### Task item
Write out all the entries word for word and omit any pictures.

### Data under study
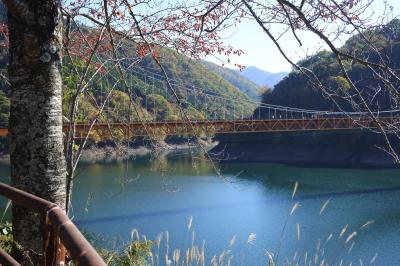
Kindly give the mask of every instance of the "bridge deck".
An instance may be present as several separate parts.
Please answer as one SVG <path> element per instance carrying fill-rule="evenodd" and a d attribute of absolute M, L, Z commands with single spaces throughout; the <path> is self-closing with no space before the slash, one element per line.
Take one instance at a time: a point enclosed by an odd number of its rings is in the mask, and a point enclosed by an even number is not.
<path fill-rule="evenodd" d="M 400 122 L 399 117 L 381 117 L 384 124 Z M 77 124 L 76 136 L 86 135 L 89 124 Z M 249 132 L 288 132 L 376 128 L 376 123 L 362 118 L 304 118 L 304 119 L 245 119 L 245 120 L 195 120 L 195 121 L 145 121 L 131 123 L 97 123 L 91 137 L 107 139 L 115 134 L 124 137 L 157 135 L 212 135 Z M 64 124 L 68 131 L 68 124 Z M 0 128 L 0 136 L 7 136 L 8 129 Z"/>

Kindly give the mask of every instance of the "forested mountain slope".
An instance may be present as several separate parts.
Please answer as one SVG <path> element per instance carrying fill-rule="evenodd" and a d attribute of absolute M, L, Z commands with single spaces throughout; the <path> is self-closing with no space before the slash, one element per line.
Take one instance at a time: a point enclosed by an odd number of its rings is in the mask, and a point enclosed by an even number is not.
<path fill-rule="evenodd" d="M 388 25 L 365 32 L 376 47 L 389 59 L 391 67 L 400 66 L 400 21 L 394 20 Z M 359 35 L 350 38 L 341 48 L 350 53 L 377 60 L 367 54 Z M 346 62 L 349 75 L 368 100 L 372 110 L 390 110 L 396 108 L 396 101 L 387 90 L 380 90 L 382 81 L 373 75 L 364 65 Z M 322 84 L 333 91 L 350 90 L 347 81 L 340 76 L 340 67 L 331 52 L 323 51 L 306 58 L 300 65 L 314 70 Z M 347 111 L 359 111 L 348 101 L 333 97 L 340 107 Z M 310 79 L 299 71 L 292 71 L 273 91 L 263 95 L 263 103 L 282 106 L 338 111 L 337 105 L 316 89 Z M 357 102 L 357 99 L 355 99 Z M 267 117 L 264 109 L 256 110 L 255 116 Z M 391 158 L 376 148 L 385 147 L 383 137 L 366 131 L 356 132 L 294 132 L 266 134 L 236 134 L 218 136 L 220 144 L 213 150 L 222 152 L 228 160 L 269 161 L 318 165 L 392 165 Z M 398 145 L 396 145 L 398 146 Z"/>
<path fill-rule="evenodd" d="M 1 71 L 6 74 L 8 55 L 0 58 Z M 183 111 L 188 118 L 222 118 L 236 115 L 250 115 L 253 111 L 249 104 L 250 98 L 237 87 L 226 81 L 216 73 L 208 70 L 199 61 L 177 54 L 169 49 L 160 49 L 159 60 L 164 66 L 168 78 L 174 84 L 175 93 L 182 101 Z M 73 99 L 76 84 L 80 77 L 72 70 L 72 64 L 77 69 L 83 69 L 85 62 L 75 59 L 73 63 L 65 58 L 63 66 L 64 98 L 63 112 L 68 113 L 69 104 Z M 89 71 L 94 72 L 93 67 Z M 113 89 L 100 120 L 127 121 L 127 120 L 152 120 L 152 119 L 182 119 L 182 113 L 177 107 L 173 93 L 168 89 L 161 69 L 150 57 L 142 58 L 139 64 L 132 69 L 126 69 L 126 83 L 119 82 Z M 107 75 L 99 75 L 90 84 L 88 92 L 82 95 L 78 110 L 78 121 L 83 122 L 93 118 L 98 111 L 94 100 L 102 102 L 107 91 L 114 86 L 117 70 L 112 70 Z M 114 77 L 114 78 L 113 78 Z M 0 81 L 0 125 L 7 126 L 9 113 L 9 88 Z M 188 93 L 190 89 L 194 92 Z M 214 95 L 219 99 L 205 96 Z M 131 97 L 134 100 L 129 107 Z M 223 98 L 235 100 L 226 101 Z M 235 104 L 235 107 L 233 106 Z"/>
<path fill-rule="evenodd" d="M 179 55 L 169 49 L 161 49 L 159 59 L 166 68 L 168 77 L 177 84 L 175 88 L 178 95 L 189 98 L 189 104 L 197 110 L 205 110 L 203 111 L 205 117 L 232 117 L 233 110 L 236 111 L 236 115 L 249 115 L 253 111 L 248 102 L 250 98 L 246 93 L 242 92 L 236 84 L 227 81 L 217 71 L 206 68 L 202 62 Z M 143 60 L 140 66 L 153 73 L 162 74 L 151 58 Z M 191 88 L 196 88 L 196 95 L 187 94 L 185 89 Z M 204 93 L 221 98 L 206 96 Z"/>
<path fill-rule="evenodd" d="M 238 71 L 207 61 L 203 61 L 202 63 L 208 70 L 223 77 L 253 100 L 260 100 L 261 87 L 238 73 Z"/>

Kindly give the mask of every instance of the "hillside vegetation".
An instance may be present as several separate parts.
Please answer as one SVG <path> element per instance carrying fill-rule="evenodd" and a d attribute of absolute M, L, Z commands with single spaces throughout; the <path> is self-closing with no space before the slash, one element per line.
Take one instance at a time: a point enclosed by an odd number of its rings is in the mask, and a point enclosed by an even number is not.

### Result of the task
Kindly give the mask of every instance of the "bridge deck".
An instance may be present as several separate parts.
Please answer as one SVG <path> element per instance carrying fill-rule="evenodd" and a d attribute of absolute M, L, Z commands with single spaces throughout; the <path> is self-closing with no space before the slash, one element per line.
Take one instance at a time: a point enclosed by an odd number of its rings is in the mask, and a point enclosed by an even number is not.
<path fill-rule="evenodd" d="M 400 122 L 399 117 L 381 117 L 384 124 Z M 77 124 L 76 136 L 86 135 L 89 124 Z M 249 132 L 288 132 L 376 128 L 376 123 L 362 118 L 304 118 L 304 119 L 245 119 L 245 120 L 195 120 L 195 121 L 145 121 L 131 123 L 97 123 L 91 137 L 107 139 L 115 134 L 124 137 L 157 135 L 212 135 Z M 64 124 L 68 131 L 68 124 Z M 0 128 L 0 136 L 7 136 L 8 129 Z"/>

Kindly give the mask of every instance of the "forested mountain slope".
An instance may be present as several separate parts.
Please answer as one SVG <path> element per instance carrying fill-rule="evenodd" and a d attribute of absolute M, L, Z commands with single spaces throughout; the <path> is self-closing with no space before the slash, one element per line.
Take one instance at a time: a point enclosed by an odd number of its rings is in the mask, and a point enclosed by an even number is not.
<path fill-rule="evenodd" d="M 388 25 L 365 32 L 376 47 L 389 59 L 391 67 L 400 66 L 400 21 L 394 20 Z M 359 35 L 350 38 L 341 48 L 350 53 L 377 60 L 367 54 Z M 346 62 L 349 75 L 368 100 L 372 110 L 390 110 L 396 108 L 396 101 L 387 90 L 380 90 L 382 81 L 373 75 L 364 65 Z M 322 84 L 333 91 L 350 90 L 347 81 L 340 76 L 340 67 L 331 52 L 323 51 L 306 58 L 300 65 L 314 70 Z M 347 111 L 359 111 L 348 101 L 333 97 L 340 107 Z M 310 79 L 299 71 L 292 71 L 273 91 L 263 95 L 263 103 L 282 106 L 338 111 L 337 105 L 316 89 Z M 357 102 L 357 99 L 355 99 Z M 267 117 L 264 109 L 256 110 L 255 116 Z M 391 158 L 376 148 L 385 147 L 383 137 L 366 131 L 356 132 L 294 132 L 266 134 L 236 134 L 218 136 L 220 144 L 213 150 L 222 152 L 228 160 L 269 161 L 318 165 L 392 165 Z M 398 145 L 396 145 L 398 146 Z"/>
<path fill-rule="evenodd" d="M 1 71 L 6 74 L 8 55 L 0 58 Z M 183 111 L 188 118 L 222 118 L 236 115 L 250 115 L 253 111 L 249 104 L 250 98 L 237 87 L 226 81 L 216 73 L 208 70 L 199 61 L 177 54 L 169 49 L 160 49 L 159 60 L 164 66 L 168 78 L 174 84 L 175 93 L 182 101 Z M 73 99 L 76 84 L 80 77 L 72 70 L 72 64 L 77 69 L 83 69 L 85 62 L 75 59 L 73 63 L 65 58 L 63 66 L 64 98 L 63 112 L 68 113 L 69 104 Z M 89 71 L 94 72 L 93 67 Z M 113 89 L 100 120 L 127 121 L 127 120 L 152 120 L 152 119 L 182 119 L 182 113 L 177 107 L 173 93 L 168 89 L 161 69 L 150 57 L 142 58 L 139 64 L 132 69 L 126 69 L 126 83 L 119 82 Z M 107 75 L 99 75 L 90 84 L 88 92 L 82 95 L 78 110 L 78 121 L 83 122 L 93 118 L 98 111 L 94 100 L 102 102 L 107 91 L 114 86 L 117 70 L 112 70 Z M 114 77 L 114 78 L 113 78 Z M 0 81 L 0 125 L 7 126 L 9 113 L 9 88 Z M 188 93 L 190 89 L 194 92 Z M 214 95 L 219 99 L 205 96 Z M 131 97 L 134 100 L 129 107 Z M 223 98 L 235 100 L 226 101 Z M 235 104 L 235 107 L 233 106 Z"/>
<path fill-rule="evenodd" d="M 179 55 L 169 49 L 161 49 L 159 59 L 166 68 L 168 77 L 177 84 L 175 88 L 178 95 L 189 98 L 189 104 L 197 110 L 205 110 L 203 111 L 205 117 L 232 117 L 233 110 L 236 111 L 236 115 L 249 115 L 253 111 L 248 102 L 250 98 L 246 93 L 242 92 L 236 84 L 227 81 L 217 71 L 206 68 L 202 62 Z M 143 60 L 140 66 L 153 73 L 162 74 L 151 58 Z M 191 88 L 196 88 L 196 95 L 187 94 L 185 89 Z M 204 93 L 221 98 L 206 96 Z"/>
<path fill-rule="evenodd" d="M 238 71 L 207 61 L 203 61 L 202 63 L 208 70 L 223 77 L 253 100 L 260 100 L 261 87 L 238 73 Z"/>

Kindly give the mask of every instance of the "hillside vegetation".
An instance may be present as several separate parts.
Please answer as one SVG <path> element per instance carrying fill-rule="evenodd" and a d attribute of absolute M, L, Z commands with single spaces throughout; the <path> is self-closing with no space before the slash, one element per line.
Take one instance at a time: a point enclosed by an odd number of its rings is in the mask, and a point enclosed by an even number is not.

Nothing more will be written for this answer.